Exercise task: Retype the records below word for word and omit any image.

Provided data:
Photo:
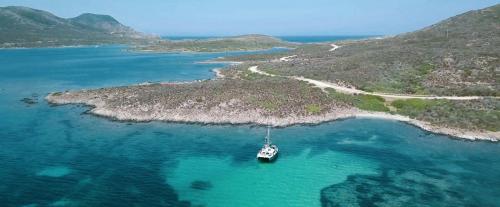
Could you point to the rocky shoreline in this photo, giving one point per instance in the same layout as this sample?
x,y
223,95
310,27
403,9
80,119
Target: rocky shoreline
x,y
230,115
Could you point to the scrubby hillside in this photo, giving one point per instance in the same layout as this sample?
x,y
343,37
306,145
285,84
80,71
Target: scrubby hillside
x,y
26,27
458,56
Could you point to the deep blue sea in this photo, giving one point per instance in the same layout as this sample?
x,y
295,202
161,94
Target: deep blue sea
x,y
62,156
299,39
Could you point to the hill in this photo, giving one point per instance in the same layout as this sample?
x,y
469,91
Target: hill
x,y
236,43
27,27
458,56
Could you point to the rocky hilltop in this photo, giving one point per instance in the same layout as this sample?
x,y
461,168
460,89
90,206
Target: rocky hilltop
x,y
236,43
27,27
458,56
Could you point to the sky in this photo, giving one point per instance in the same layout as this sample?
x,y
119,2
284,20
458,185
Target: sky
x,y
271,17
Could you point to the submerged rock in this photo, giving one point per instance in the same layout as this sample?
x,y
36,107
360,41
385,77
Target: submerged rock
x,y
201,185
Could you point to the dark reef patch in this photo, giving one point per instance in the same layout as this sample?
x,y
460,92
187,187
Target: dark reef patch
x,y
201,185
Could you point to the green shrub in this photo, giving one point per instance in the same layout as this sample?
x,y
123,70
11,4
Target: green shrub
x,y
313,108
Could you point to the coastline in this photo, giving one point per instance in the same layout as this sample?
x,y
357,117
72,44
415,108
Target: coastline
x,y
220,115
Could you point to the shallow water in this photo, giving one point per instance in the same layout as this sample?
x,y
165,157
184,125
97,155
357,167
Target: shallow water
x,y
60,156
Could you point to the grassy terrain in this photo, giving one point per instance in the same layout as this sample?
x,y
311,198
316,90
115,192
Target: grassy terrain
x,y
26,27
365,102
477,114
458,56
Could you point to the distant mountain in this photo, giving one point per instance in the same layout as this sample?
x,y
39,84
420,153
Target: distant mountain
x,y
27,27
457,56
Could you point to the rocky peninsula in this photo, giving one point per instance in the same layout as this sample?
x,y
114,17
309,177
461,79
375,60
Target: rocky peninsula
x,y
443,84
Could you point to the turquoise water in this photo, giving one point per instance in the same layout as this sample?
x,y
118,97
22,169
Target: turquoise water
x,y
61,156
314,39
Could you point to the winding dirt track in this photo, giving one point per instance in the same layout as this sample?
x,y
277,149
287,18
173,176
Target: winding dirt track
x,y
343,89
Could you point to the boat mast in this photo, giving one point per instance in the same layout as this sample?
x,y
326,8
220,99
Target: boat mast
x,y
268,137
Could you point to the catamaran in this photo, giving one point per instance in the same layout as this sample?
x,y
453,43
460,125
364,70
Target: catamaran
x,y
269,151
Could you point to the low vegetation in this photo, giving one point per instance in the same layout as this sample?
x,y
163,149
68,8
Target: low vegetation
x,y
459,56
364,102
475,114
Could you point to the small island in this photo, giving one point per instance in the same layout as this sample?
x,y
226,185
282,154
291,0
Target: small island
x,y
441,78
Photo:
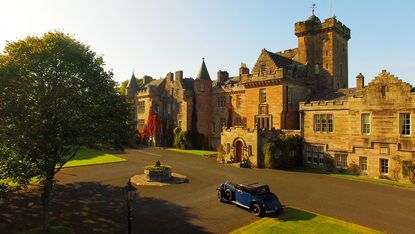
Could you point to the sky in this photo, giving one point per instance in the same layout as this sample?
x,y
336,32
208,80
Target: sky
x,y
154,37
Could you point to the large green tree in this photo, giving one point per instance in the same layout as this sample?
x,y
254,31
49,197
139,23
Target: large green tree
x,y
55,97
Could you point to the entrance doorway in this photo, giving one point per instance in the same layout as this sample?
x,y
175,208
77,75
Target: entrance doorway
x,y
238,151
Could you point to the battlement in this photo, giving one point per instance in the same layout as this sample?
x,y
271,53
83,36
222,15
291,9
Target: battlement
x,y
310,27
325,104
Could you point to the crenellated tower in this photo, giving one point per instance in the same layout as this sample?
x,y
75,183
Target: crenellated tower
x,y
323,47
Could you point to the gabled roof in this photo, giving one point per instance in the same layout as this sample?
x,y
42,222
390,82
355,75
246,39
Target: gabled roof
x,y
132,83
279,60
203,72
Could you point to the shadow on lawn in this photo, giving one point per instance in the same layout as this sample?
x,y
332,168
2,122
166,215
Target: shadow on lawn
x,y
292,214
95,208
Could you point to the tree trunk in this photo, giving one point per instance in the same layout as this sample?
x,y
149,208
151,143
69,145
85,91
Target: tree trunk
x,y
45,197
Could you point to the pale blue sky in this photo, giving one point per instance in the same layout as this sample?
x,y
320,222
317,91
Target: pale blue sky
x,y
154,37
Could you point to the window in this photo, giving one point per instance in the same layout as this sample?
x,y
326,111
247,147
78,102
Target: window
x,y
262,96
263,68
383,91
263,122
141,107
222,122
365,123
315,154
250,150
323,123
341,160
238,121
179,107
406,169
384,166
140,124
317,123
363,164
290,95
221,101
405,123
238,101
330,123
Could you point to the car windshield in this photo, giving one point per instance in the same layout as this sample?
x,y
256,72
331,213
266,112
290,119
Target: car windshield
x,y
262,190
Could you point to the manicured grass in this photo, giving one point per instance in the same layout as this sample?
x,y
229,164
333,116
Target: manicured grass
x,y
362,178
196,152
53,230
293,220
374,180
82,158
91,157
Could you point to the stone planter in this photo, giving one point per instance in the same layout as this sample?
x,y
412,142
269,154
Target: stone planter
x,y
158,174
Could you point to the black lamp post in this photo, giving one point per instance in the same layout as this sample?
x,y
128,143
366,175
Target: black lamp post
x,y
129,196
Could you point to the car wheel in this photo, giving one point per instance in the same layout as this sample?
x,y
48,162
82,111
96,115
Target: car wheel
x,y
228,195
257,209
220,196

The completed task:
Photo:
Could you point to the rocky shoreline in this photo, giving one point per instance in the same layout as this sample?
x,y
223,95
310,27
403,9
80,119
Target: rocky shoreline
x,y
230,115
Could you point to the scrubby hillside in this photo, giving one point per instance in the same layout as this sample?
x,y
343,37
306,145
285,84
80,71
Target: scrubby hillside
x,y
26,27
458,56
Could you point to the deep blue sea in this photo, giving one point per instance in the same layout as this sample?
x,y
295,202
161,94
Target: deep blue sea
x,y
62,156
299,39
Could you point to the hill in this photo, giving one point per instance in the same layout as this sample?
x,y
469,91
Target: hill
x,y
236,43
27,27
458,56
Could you point to the rocky hilltop in this photo, giving one point per instance in the same layout as this sample?
x,y
461,168
460,89
90,206
Target: rocky hilltop
x,y
236,43
27,27
458,56
Could you point to the sky in this photo, giving one point per instance in the same layout as this sample?
x,y
119,2
284,20
458,185
Target: sky
x,y
271,17
Could you point to the submerged rock in this photo, giving one point per instance in the same layout as this sample?
x,y
36,107
360,41
385,77
Target: submerged rock
x,y
201,185
Could you point to the dark reef patch in this photo, giving one point per instance in the same layout as this sample?
x,y
460,92
187,187
Target: dark reef patch
x,y
201,185
Could you point to the green shrub in this photo, giving one point per instance in the same layout as this sample?
x,y
123,70
11,4
Target: green shrub
x,y
313,108
Could you point to the coastline in this photo, giving one point per instance in the same layout as this sample?
x,y
357,117
72,44
415,108
Target: coastline
x,y
220,115
Could you point to the shallow water in this photo, giving one point per instance in the same layout as this sample?
x,y
165,157
184,125
97,155
357,167
Target: shallow water
x,y
60,156
Could you point to the grassy terrain in this photo, giving one point per instance in the same layout as this sample?
x,y
311,198
316,90
115,192
Target: grassy terrain
x,y
26,27
365,102
477,114
458,56
Could you point to the distant mountain in this photo, giving one point per instance in the same layout as this sample?
x,y
39,84
420,153
Target: distant mountain
x,y
27,27
457,56
Could you point to the rocky peninsula in this photo, giving one point per instance in the same layout as this sample?
x,y
114,17
309,177
461,79
375,60
Target: rocky peninsula
x,y
443,84
Could you point to the turquoise water in this photo, giving one point per instance in the same layout as this sample?
x,y
118,97
22,169
Target: turquoise water
x,y
61,156
314,39
Could you point to the winding dirt track in this photo, giving one point per instance in the same layout as this sample?
x,y
277,149
287,18
173,176
Target: winding dirt track
x,y
343,89
Could you point to the boat mast in this photo, giving one point per instance in the same layout as this sample?
x,y
326,8
220,99
Target: boat mast
x,y
268,137
Could you point to the catamaran in this photo, giving one point per instance in the same layout as this sample?
x,y
453,43
460,125
364,70
Target: catamaran
x,y
269,151
Could you point to the low vegetation in this photo, giving one point per instance in the same layout as this sample?
x,y
163,149
68,8
Target: low vegetation
x,y
459,56
364,102
475,114
Could you point to the small island in this photo, giving one point per instance in the same layout as this sample?
x,y
226,185
282,154
291,0
Target: small island
x,y
441,78
Photo:
Could you point to the sky in this photo, giving one point per instance in the same layout as this sample?
x,y
336,32
208,80
Target: sky
x,y
154,37
Could you point to the large green tree in this photo, giving one point per instance in the same layout as this sample?
x,y
254,31
49,197
139,23
Target: large green tree
x,y
55,97
Could you point to the entrance doorway in this photo, giving one point per instance in the same layout as this sample?
x,y
175,208
77,75
Target: entrance doorway
x,y
238,151
Could you point to the battlement in this photo, giving one point per instance in the same layout as this sample?
x,y
271,53
83,36
222,15
291,9
Target: battlement
x,y
310,27
325,104
Could you point to the crenellated tower in this photo, giving one point per instance in the same layout as this sample?
x,y
75,183
Target: crenellated tower
x,y
323,47
Could you point to the gabled roof in this photo, giving one point per instance in the same layout as this sample?
x,y
42,222
390,82
355,75
246,39
Target: gabled roof
x,y
132,83
279,60
203,72
Could you point to the shadow on lawn in this photo, giving one point per instance in the same layout as this sample?
x,y
332,168
2,122
166,215
Target: shadow on lawn
x,y
292,214
95,208
Could you point to the tree trunk in this photo, giving one point per instance in the same layout as this sample?
x,y
149,208
151,143
69,145
85,91
Target: tree trunk
x,y
45,197
Could you point to the pale blue sky in this photo, giving one point per instance in the same layout as this sample?
x,y
320,222
317,91
Target: pale blue sky
x,y
154,37
Could you point to the window in this photo, giving one point per instance in the same layout as this sample?
x,y
326,111
247,147
78,102
Target: window
x,y
262,96
263,68
383,91
263,122
141,107
222,122
365,123
315,154
250,150
323,123
341,160
238,121
179,107
406,169
384,166
140,124
317,123
363,164
290,95
221,101
405,123
238,101
330,123
Could you point to the car windshield in this photo, giving one point per instance in the same layout as this sample?
x,y
256,72
331,213
266,112
290,119
Target: car windshield
x,y
262,190
Could you point to the manicured grass in this photo, giving one point per instance in the same layout as this sample?
x,y
229,164
333,116
Target: manicured grass
x,y
362,178
196,152
53,230
293,220
374,180
82,158
91,157
Could you point to the stone planter in this photo, giving one point per instance in the same layout as this sample?
x,y
412,142
269,154
Target: stone planter
x,y
158,174
Could you point to the black lamp post in this photo, giving one point per instance in the same layout as this sample?
x,y
128,143
366,175
Target: black lamp post
x,y
129,196
Could you point to the car wheel in this photo, giving one point per instance in the same layout as this sample?
x,y
48,162
82,111
96,115
Target: car wheel
x,y
228,195
257,209
220,196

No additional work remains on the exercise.